## What is needed:
Put the lines of the material below into a numbered list. Start at the line that contains "Could you point at the thin", end with the material's last line, and leave out any blank lines.

## Supplied records:
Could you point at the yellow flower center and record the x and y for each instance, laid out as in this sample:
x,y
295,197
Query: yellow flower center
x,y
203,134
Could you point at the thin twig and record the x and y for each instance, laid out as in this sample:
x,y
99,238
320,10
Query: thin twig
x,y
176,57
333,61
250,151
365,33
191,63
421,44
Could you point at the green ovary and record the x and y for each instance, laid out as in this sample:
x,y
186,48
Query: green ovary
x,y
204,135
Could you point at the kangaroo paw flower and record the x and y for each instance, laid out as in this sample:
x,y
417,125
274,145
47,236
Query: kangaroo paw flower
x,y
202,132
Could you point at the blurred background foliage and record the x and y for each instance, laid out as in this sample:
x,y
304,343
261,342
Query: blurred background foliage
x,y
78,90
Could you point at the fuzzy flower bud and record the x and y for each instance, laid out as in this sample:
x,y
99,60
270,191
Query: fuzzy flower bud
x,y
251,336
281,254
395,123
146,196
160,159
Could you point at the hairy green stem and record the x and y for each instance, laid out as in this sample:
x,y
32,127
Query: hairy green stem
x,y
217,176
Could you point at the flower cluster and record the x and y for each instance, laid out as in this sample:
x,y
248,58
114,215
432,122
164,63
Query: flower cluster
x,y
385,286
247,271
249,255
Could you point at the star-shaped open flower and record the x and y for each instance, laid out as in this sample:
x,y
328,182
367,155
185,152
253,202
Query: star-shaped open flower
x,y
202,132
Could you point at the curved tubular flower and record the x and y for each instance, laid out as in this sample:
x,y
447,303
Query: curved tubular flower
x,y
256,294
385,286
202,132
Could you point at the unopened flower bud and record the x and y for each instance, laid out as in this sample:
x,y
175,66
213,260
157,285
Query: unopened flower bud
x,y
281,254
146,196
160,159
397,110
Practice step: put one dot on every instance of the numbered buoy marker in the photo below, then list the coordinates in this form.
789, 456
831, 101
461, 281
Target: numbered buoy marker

## Solution to this exercise:
1. Could you point at the thin twig and record the x and y for each instance, laid out as in this sample:
2. x,y
3. 99,238
4. 320,10
5. Query: thin twig
6. x,y
7. 176,57
8. 333,61
9. 250,151
10. 365,33
11. 191,63
12. 421,44
13. Could you point at the green ovary and record the x and y for each instance, laid out as in this sample:
14. x,y
15. 186,48
16. Query: green ovary
17. x,y
18. 204,135
19. Could you point at the kangaroo paw flower and record the x and y for each instance, laid out as in this sample:
20. x,y
21. 417,125
22. 274,145
23. 47,236
24. Query: kangaroo paw flower
25. x,y
26. 202,132
27. Could you point at the blurred background foliage and record the x and y for each instance, laid out as in this sample:
28. x,y
29. 304,343
30. 261,342
31. Query: blurred background foliage
32. x,y
33. 78,90
34. Could you point at the fuzzy flower bud and record the x and y for each instance, laid out as in this sample:
35. x,y
36. 99,60
37. 270,191
38. Query: fuzzy flower bud
39. x,y
40. 251,336
41. 281,254
42. 395,123
43. 146,196
44. 160,159
45. Could you point at the hairy green stem and record the x and y for each instance, laid out as in this sample:
46. x,y
47. 32,127
48. Query: hairy green stem
49. x,y
50. 217,176
51. Could you point at the flower cluster and record the x and y for each instance, laid out as in this sample:
52. x,y
53. 248,58
54. 114,215
55. 432,122
56. 164,63
57. Query: flower cluster
58. x,y
59. 385,286
60. 247,271
61. 249,255
62. Could you point at the star-shaped open flower and record the x and y for each instance, laid out as in this sample:
63. x,y
64. 328,182
65. 367,155
66. 185,152
67. 253,202
68. Query: star-shaped open flower
69. x,y
70. 202,132
71. Could you point at the curved tubular flower and record the x and y for each instance, laid out as in this sample:
72. x,y
73. 447,303
74. Query: curved tubular flower
75. x,y
76. 256,294
77. 385,286
78. 202,132
79. Could you point at the unopened flower bud and record the x and y for each instance, laid out as in this sample:
80. x,y
81. 175,66
82. 213,260
83. 157,285
84. Query: unopened flower bud
85. x,y
86. 281,254
87. 146,196
88. 160,159
89. 397,110
90. Practice step: put one dot on every instance of the numbered buoy marker in the photo below, then list the coordinates in this form.
91. 789, 456
92. 831, 101
93. 461, 281
94. Target: numbered buoy marker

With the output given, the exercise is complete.